» EXPLORE THE MATERIAL:
a) According to the hospital commission text, what are all the effects of excess capacity? List them.
b) Return a passage from the hospital commission text word for word, beginning at the words "The commission's recommendations" and stopping after "and other costs.".

A powerful state commission recommended that New York State close nine hospitals, eliminate some 7,200 hospital and nursing-home beds, and develop new home- and community-based services that would better meet future needs for health care.

The Commission on Health Care Facilities in the 21st Century also recommended that state leaders consider broader changes including comprehensive restructuring of health-care financing, expanded health-insurance coverage, and privatization of three State University teaching hospitals.

"Our health care system is broken and needs repair," said Dr. David Sandman, executive director of the commission. "Unless we act decisively, further facility closures and bankruptcies are almost certain to occur. Moreover, the hospitals that close due to market forces alone may be the ones most critical to preserving access."

The commission's recommendations would reduce Medicaid costs by an estimated $249 million a year, with similar savings for employers and other private purchasers of health insurance. Hospitals and other service providers would reap an estimated $721 million annually that could be used to help pay restructuring and other costs.

The commission said New York's current health-care system suffers from "chronic instability" that has resulted in 70 hospitals and 63 nursing homes closing since 1983, with most surviving institutions operating at a loss. In such a system, "patient access to stable health care services is at risk," it said.

Despite those closings, the statewide hospital occupancy rate fell from 83 percent in 1983 to 65 percent in 2004, as medical advances and development of non-institutional services made hospitalization less necessary. Occupancy rates are especially low in the state's Western, Northern and Central regions, the commission said. Excess capacity increases costs, jeopardizes quality of care, encourages needless hospitalization and diverts resources away from the most vulnerable communities such as inner cities and rural areas, it said.

[Saved entries]
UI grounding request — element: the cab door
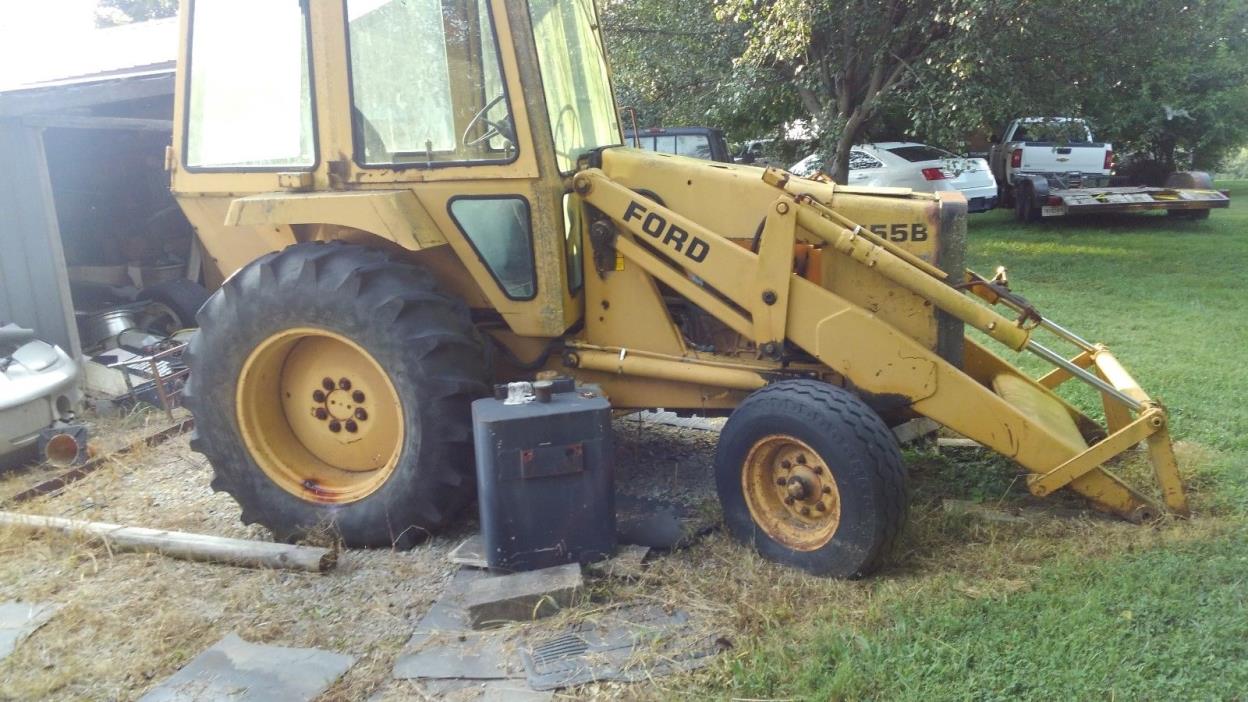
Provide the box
[323,0,579,336]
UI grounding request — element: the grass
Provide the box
[718,181,1248,701]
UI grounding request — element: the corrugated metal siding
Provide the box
[0,120,80,356]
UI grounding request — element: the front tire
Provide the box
[186,242,487,547]
[715,380,907,577]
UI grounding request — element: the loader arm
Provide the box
[574,169,1187,522]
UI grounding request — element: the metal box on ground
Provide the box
[472,385,615,571]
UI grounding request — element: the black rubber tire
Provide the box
[186,242,489,548]
[715,380,909,577]
[137,277,208,329]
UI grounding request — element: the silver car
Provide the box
[789,141,997,212]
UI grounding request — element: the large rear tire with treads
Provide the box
[186,242,488,547]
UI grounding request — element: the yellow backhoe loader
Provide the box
[168,0,1187,576]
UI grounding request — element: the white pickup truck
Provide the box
[988,117,1231,222]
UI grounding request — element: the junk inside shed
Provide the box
[25,96,207,410]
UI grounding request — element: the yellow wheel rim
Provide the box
[741,433,841,551]
[235,327,403,503]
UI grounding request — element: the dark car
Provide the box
[624,126,733,164]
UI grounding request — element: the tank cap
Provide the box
[533,380,554,402]
[503,381,533,405]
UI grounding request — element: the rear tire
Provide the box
[186,242,487,547]
[715,380,907,577]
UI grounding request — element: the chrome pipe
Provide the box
[1026,340,1143,412]
[1040,317,1096,351]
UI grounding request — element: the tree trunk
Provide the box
[831,107,866,185]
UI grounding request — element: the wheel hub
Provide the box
[237,329,403,502]
[741,435,841,551]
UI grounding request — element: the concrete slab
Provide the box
[449,533,489,568]
[0,601,60,661]
[140,633,356,702]
[463,563,584,628]
[368,678,554,702]
[522,605,721,690]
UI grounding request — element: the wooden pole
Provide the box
[0,512,338,573]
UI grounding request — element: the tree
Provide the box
[602,0,795,139]
[95,0,177,27]
[719,0,993,182]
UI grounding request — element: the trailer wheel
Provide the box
[1015,181,1040,224]
[715,380,907,577]
[186,242,487,547]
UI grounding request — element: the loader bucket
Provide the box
[764,171,1188,522]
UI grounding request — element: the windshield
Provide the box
[347,0,515,166]
[624,132,715,161]
[529,0,622,172]
[889,145,957,164]
[1013,120,1092,144]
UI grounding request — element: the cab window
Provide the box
[347,0,517,166]
[529,0,622,172]
[183,0,316,170]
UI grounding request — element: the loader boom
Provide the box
[574,159,1187,522]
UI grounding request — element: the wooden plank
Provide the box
[9,417,195,503]
[0,512,338,573]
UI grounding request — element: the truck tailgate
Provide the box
[1013,141,1107,174]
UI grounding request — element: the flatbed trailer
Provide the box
[1015,172,1231,221]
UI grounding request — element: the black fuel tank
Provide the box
[472,381,615,571]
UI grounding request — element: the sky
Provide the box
[0,0,117,87]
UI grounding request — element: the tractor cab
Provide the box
[173,0,623,336]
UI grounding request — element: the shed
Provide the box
[0,19,187,357]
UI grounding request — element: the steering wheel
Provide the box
[459,94,515,146]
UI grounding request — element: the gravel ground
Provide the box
[0,417,731,700]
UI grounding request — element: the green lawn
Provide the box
[723,181,1248,701]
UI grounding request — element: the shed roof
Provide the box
[0,17,178,92]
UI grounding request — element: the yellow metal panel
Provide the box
[225,190,447,251]
[1027,411,1163,497]
[750,197,797,345]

» SOLUTIONS TO THE PROBLEMS:
a)
- Increases costs
- Jeopardizes quality of care
- Encourages needless hospitalization
- Diverts resources away from the most vulnerable communities, such as inner cities and rural areas

b)
The commission's recommendations would reduce Medicaid costs by an estimated $249 million a year, with similar savings for employers and other private purchasers of health insurance. Hospitals and other service providers would reap an estimated $721 million annually that could be used to help pay restructuring and other costs.